## SHORT PROBLEM
Put the lines below into a Markdown table with the columns "Row" and "Line," numbering each row and omitting blank lines. Leave the pictures out of the table.

Coordinate annotation lines
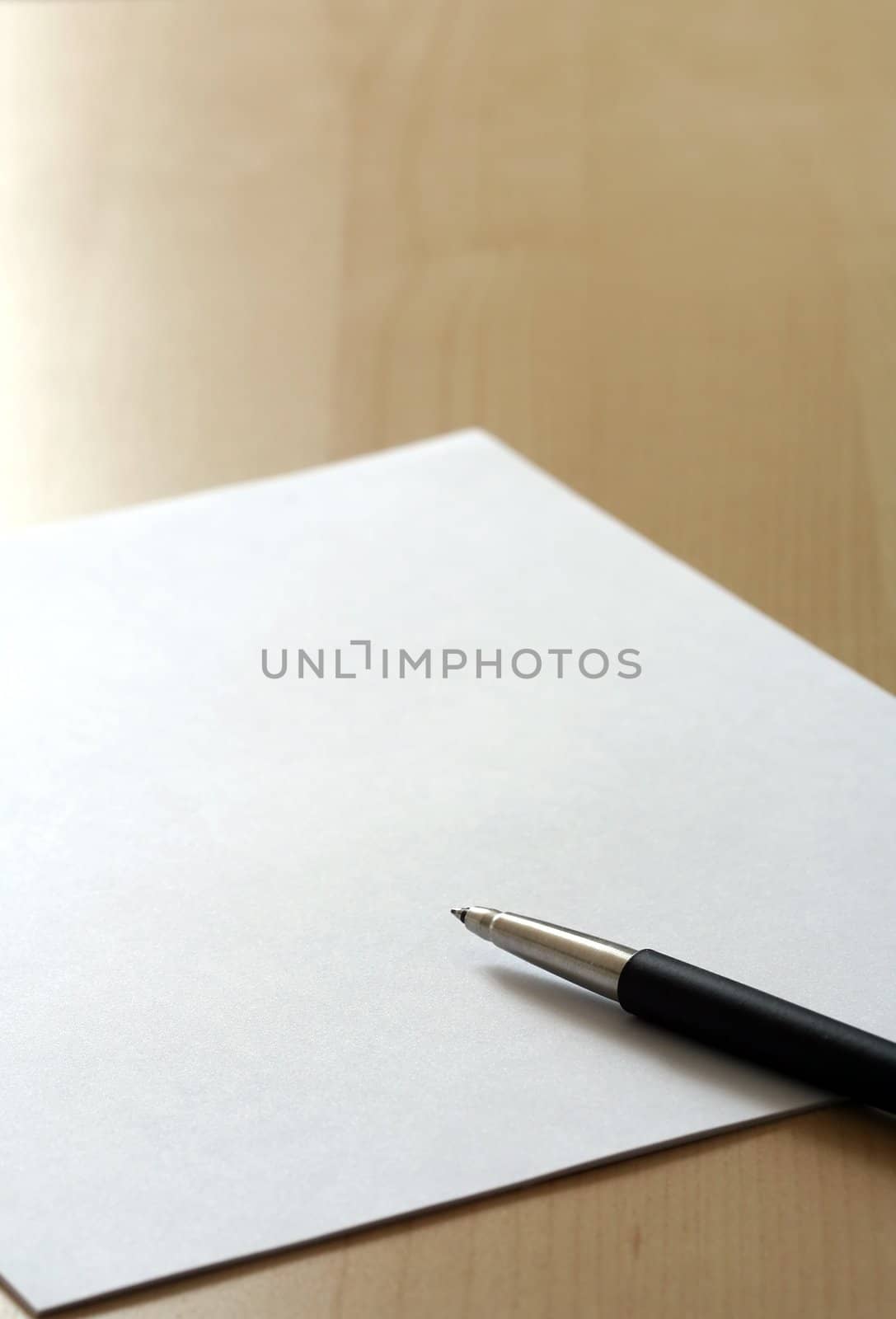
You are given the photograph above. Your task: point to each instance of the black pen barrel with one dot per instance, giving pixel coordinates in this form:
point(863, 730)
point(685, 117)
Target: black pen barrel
point(759, 1026)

## ANSWER TO THE EXERCISE
| Row | Line |
|---|---|
| 1 | You are given the photograph above. Your task: point to each instance of the black pen barrel with one dot per instance, giving pixel coordinates in this form: |
| 2 | point(863, 730) |
| 3 | point(685, 117) |
| 4 | Target: black pen barrel |
| 5 | point(759, 1026) |